Region pointing data
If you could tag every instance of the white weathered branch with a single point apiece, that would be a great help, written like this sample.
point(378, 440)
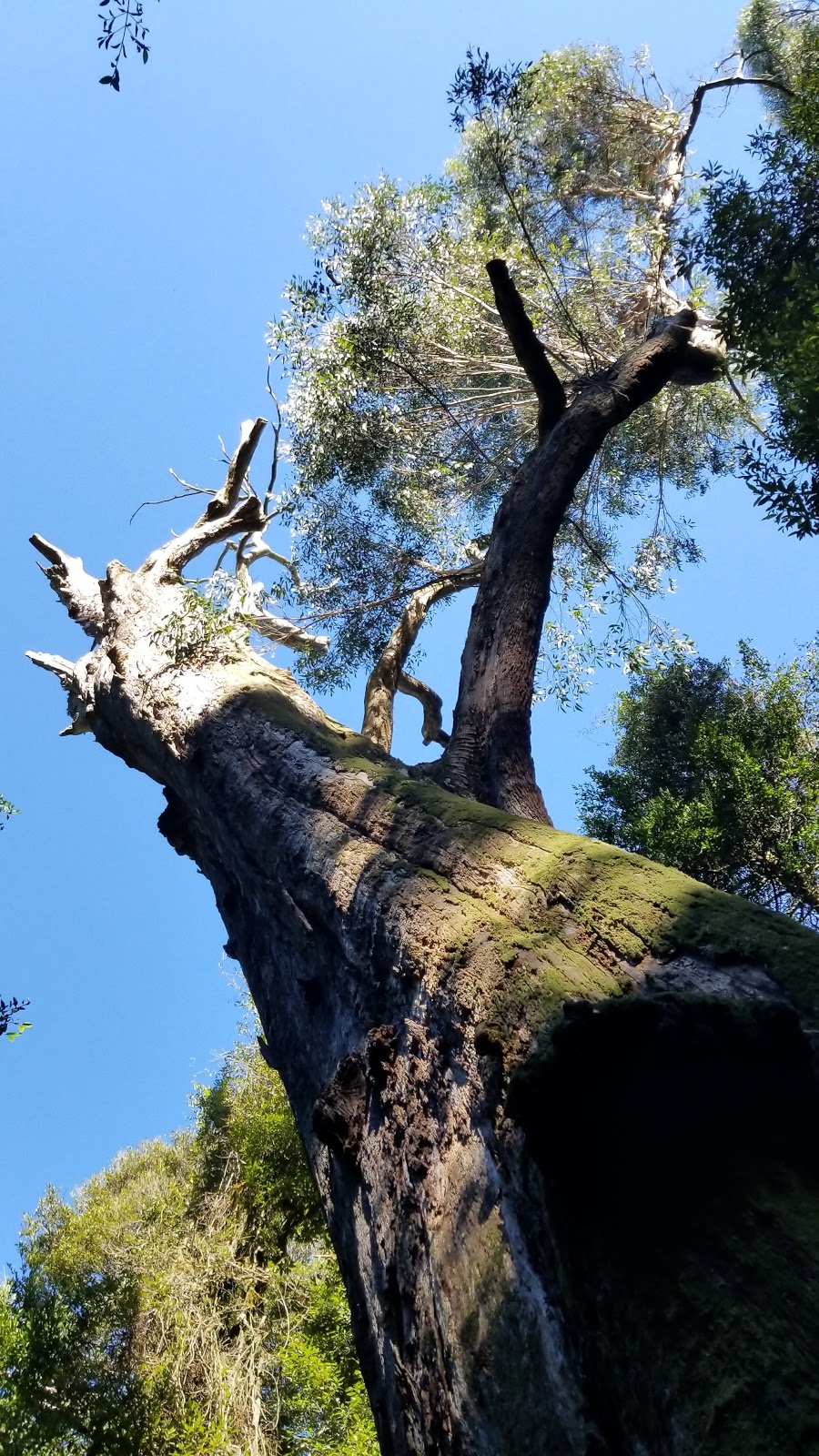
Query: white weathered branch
point(227, 514)
point(63, 669)
point(76, 589)
point(208, 531)
point(286, 632)
point(223, 500)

● EXERCISE DIRECTIONS
Skipping the pictures, transcribe each line above exactly as it appears.

● WRITTEN RESPONSE
If you could tag every instance of the white weathered branch with a single point apiece, that would be a great help, written like this sample.
point(378, 440)
Query: white weathered branch
point(227, 514)
point(63, 669)
point(76, 589)
point(208, 531)
point(286, 632)
point(223, 500)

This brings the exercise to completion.